### Stated problem
Exactly as they appear, output all of the records. Skip any images.

--- begin Listed entries ---

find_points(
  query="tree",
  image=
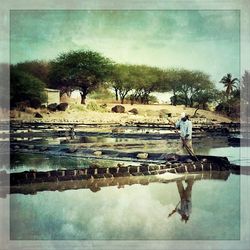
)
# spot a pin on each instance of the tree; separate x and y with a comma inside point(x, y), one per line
point(170, 81)
point(80, 70)
point(229, 83)
point(25, 88)
point(121, 81)
point(38, 69)
point(145, 80)
point(203, 97)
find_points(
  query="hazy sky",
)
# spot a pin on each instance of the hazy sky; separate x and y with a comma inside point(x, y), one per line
point(200, 40)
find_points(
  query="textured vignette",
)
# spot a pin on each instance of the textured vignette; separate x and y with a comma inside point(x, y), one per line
point(132, 245)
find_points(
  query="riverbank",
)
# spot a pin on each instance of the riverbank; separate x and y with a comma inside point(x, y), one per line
point(98, 114)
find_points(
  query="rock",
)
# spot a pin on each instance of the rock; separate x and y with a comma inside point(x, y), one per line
point(38, 115)
point(118, 109)
point(120, 165)
point(134, 111)
point(171, 157)
point(142, 156)
point(62, 106)
point(104, 106)
point(97, 153)
point(72, 150)
point(43, 149)
point(118, 130)
point(52, 107)
point(35, 103)
point(95, 165)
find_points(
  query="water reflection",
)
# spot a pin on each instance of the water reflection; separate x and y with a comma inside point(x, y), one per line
point(184, 206)
point(135, 212)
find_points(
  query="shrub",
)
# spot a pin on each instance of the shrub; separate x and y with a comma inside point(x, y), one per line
point(93, 106)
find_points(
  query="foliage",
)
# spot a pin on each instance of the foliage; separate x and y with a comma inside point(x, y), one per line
point(93, 106)
point(230, 106)
point(79, 70)
point(229, 83)
point(25, 88)
point(103, 93)
point(138, 80)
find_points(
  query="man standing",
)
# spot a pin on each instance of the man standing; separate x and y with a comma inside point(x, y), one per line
point(185, 126)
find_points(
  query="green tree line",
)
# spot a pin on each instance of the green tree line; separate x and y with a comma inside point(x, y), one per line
point(87, 71)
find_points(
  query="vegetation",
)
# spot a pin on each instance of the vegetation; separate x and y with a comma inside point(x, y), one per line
point(79, 70)
point(229, 83)
point(91, 73)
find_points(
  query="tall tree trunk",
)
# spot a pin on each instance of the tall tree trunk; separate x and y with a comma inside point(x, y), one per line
point(196, 111)
point(116, 95)
point(83, 97)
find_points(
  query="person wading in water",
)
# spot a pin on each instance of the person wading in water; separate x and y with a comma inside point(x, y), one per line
point(185, 126)
point(184, 206)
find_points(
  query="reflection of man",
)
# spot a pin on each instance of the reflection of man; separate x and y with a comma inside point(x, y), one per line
point(185, 126)
point(184, 207)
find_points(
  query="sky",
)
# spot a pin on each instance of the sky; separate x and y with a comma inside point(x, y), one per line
point(197, 40)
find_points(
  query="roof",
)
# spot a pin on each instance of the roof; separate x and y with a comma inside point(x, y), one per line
point(52, 90)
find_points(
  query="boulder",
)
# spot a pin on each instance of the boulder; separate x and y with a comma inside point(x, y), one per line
point(134, 111)
point(62, 106)
point(52, 107)
point(97, 153)
point(104, 105)
point(118, 109)
point(38, 115)
point(142, 156)
point(172, 157)
point(118, 130)
point(72, 150)
point(35, 103)
point(95, 165)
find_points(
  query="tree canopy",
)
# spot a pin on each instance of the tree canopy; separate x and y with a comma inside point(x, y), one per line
point(79, 70)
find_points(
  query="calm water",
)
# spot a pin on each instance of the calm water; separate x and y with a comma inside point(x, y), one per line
point(131, 212)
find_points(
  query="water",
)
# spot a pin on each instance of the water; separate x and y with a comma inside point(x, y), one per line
point(133, 212)
point(129, 212)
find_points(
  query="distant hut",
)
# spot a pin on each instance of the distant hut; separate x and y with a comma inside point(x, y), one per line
point(53, 95)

--- end Listed entries ---

### Answer to this problem
find_points(
  query="tree",
  image=
)
# spot a pin on each instance of the tree; separate x and y with a comma inside point(x, y), one per line
point(170, 81)
point(80, 70)
point(229, 83)
point(25, 88)
point(121, 81)
point(38, 69)
point(145, 80)
point(203, 97)
find_points(
  query="hazy sky",
)
# spot a pin on each instance of the hazy sky; separate x and y with a comma inside point(x, y), one per line
point(200, 40)
find_points(
  query="textured vignette",
)
# spot a pin on each instance of the textured vignette; separate x and y with a comma inside point(x, y), one per line
point(132, 245)
find_points(
  query="riverbank",
)
# spot a pin on each instance of the riverbank; separate x and y with a comma inside point(x, y), one per line
point(98, 114)
find_points(
  query="rock",
)
# spot a pin on each instance of the rock; separate x and y with a comma inside point(x, y), one per line
point(38, 115)
point(118, 109)
point(120, 165)
point(134, 111)
point(171, 157)
point(142, 156)
point(62, 106)
point(104, 106)
point(97, 153)
point(72, 150)
point(43, 149)
point(118, 130)
point(52, 107)
point(35, 103)
point(95, 165)
find_points(
  query="water reflection",
)
# spot a pin on each instance of the water reflection; separate x and y with a comma inside point(x, y), one per line
point(184, 206)
point(135, 212)
find_points(
  query="shrub",
)
# spot a pin on each instance of the shrub; separate x and y with a comma inside point(x, y), one per line
point(93, 106)
find_points(
  query="foliage",
)
# spot a pin on each instance of the foliage; separate x and y with a comma inside point(x, y), one per line
point(93, 106)
point(230, 106)
point(79, 70)
point(229, 83)
point(25, 88)
point(103, 93)
point(138, 80)
find_points(
  query="man standing",
)
# spot a pin on each instance of the man standing; separate x and y with a comma inside point(x, y), one per line
point(185, 126)
find_points(
  query="green tree line",
)
# spot a pin on each instance of the green tree line; separate x and y with a comma inside point(x, y), one per line
point(87, 71)
find_points(
  query="vegetation",
)
# spot a pin on each instance of the vegetation; separate x and y with a comma inside point(x, y), one per line
point(79, 70)
point(229, 83)
point(91, 73)
find_points(
  query="tall tree trunk",
)
# spot a pin on each instance of the tall tree trunk; separate x and y with a comma inside point(x, y), one per line
point(196, 111)
point(116, 95)
point(83, 97)
find_points(
  query="person wading in water",
)
# spot a pin on each instance of the person wading in water; separate x and y with a comma inside point(x, y), one per line
point(185, 126)
point(184, 206)
find_points(
  query="reflection of man",
)
# spot a pin on each instance of the reflection of man; separate x and y with a comma inside point(x, y), one per line
point(185, 126)
point(184, 207)
find_points(
  query="sky",
)
# spot a pin on each instance of the sky; separate x and y with a comma inside point(x, y), one per line
point(197, 40)
find_points(
  query="roof",
)
# spot a pin on each instance of the roof; separate x and y with a comma inside point(x, y), one per line
point(52, 90)
find_points(
  query="boulder",
)
# spot a pin on each instance of the boulder; separate x and y with a comma inside point(x, y), one per line
point(134, 111)
point(62, 106)
point(52, 107)
point(97, 153)
point(104, 105)
point(118, 109)
point(38, 115)
point(142, 156)
point(172, 157)
point(118, 130)
point(72, 150)
point(35, 103)
point(95, 165)
find_points(
  query="tree canopy",
)
# spot a pin on each instance of the tree canopy; separate x and y with a comma inside point(x, y), one per line
point(79, 70)
find_points(
  query="calm water",
)
# spot a pin on each instance of the calm water; separate x and y with a comma inside point(x, y), one per line
point(131, 212)
find_points(
  query="water",
)
# spot a pin on each instance of the water; separate x and y with a comma inside point(x, y), one per line
point(133, 212)
point(129, 212)
find_points(
  query="distant hut",
)
# spot a pin on each instance of the distant hut; separate x and y with a comma inside point(x, y), one per line
point(53, 95)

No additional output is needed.